=== Short task ===
Reproduce the lines below word for word, starting with the line that contains "Every instance of the helmet" and ending with the line that contains "<point>100,161</point>". Include both of those lines.

=== Dataset extract ===
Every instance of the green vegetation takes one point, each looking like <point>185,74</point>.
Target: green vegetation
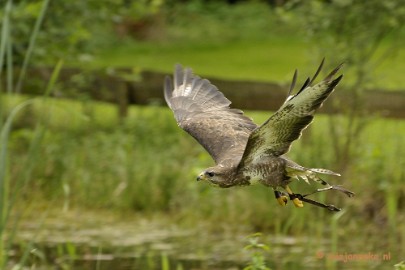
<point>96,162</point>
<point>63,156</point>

--

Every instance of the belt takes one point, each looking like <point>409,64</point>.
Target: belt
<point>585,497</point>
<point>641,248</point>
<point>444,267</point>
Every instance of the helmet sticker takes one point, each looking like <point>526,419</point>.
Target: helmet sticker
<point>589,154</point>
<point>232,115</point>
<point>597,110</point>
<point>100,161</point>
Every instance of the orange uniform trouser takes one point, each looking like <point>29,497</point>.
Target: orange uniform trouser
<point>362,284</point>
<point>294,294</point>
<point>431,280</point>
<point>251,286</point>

...

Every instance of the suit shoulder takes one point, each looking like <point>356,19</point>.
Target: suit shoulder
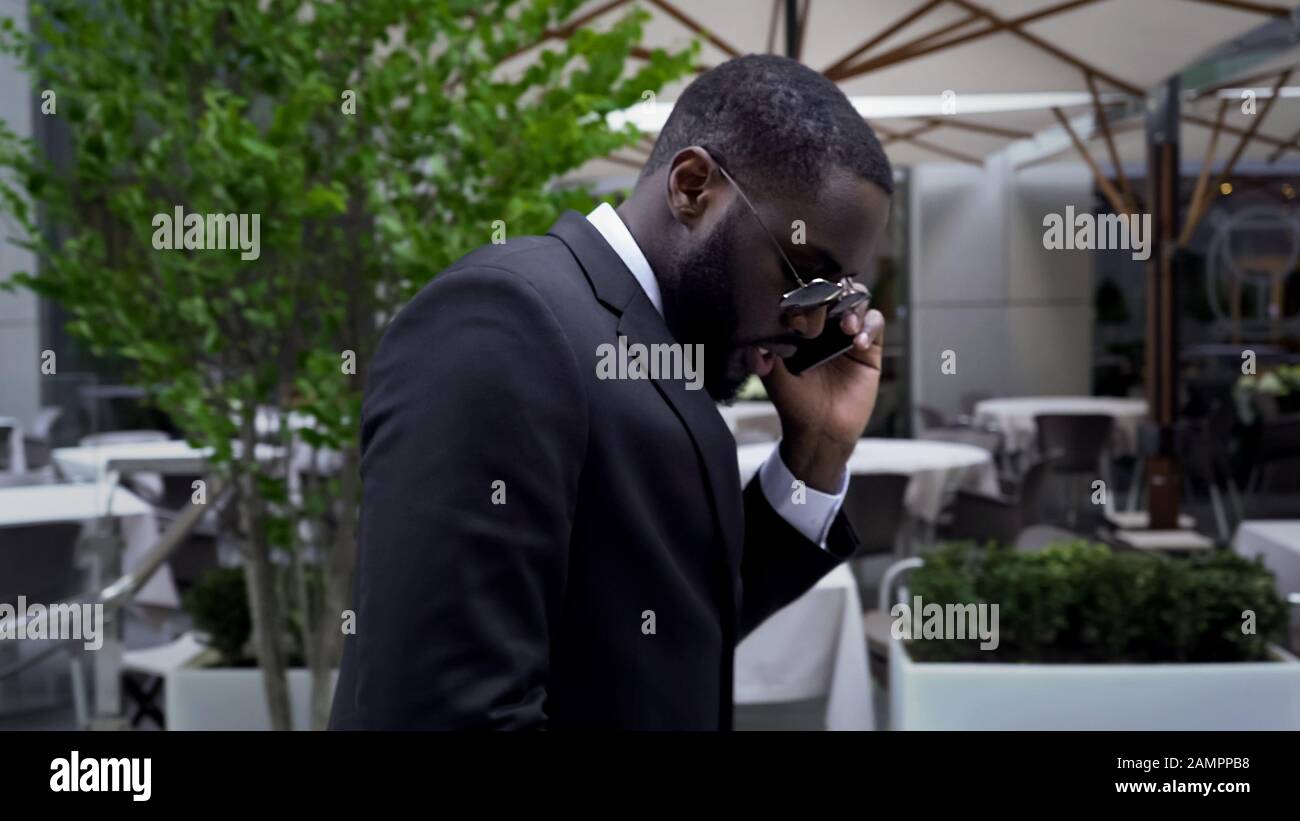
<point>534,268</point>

=== Output for this exercise ===
Every instance of the helmet sticker takes one point, each looking like <point>526,419</point>.
Target: helmet sticker
<point>589,154</point>
<point>232,115</point>
<point>597,110</point>
<point>100,161</point>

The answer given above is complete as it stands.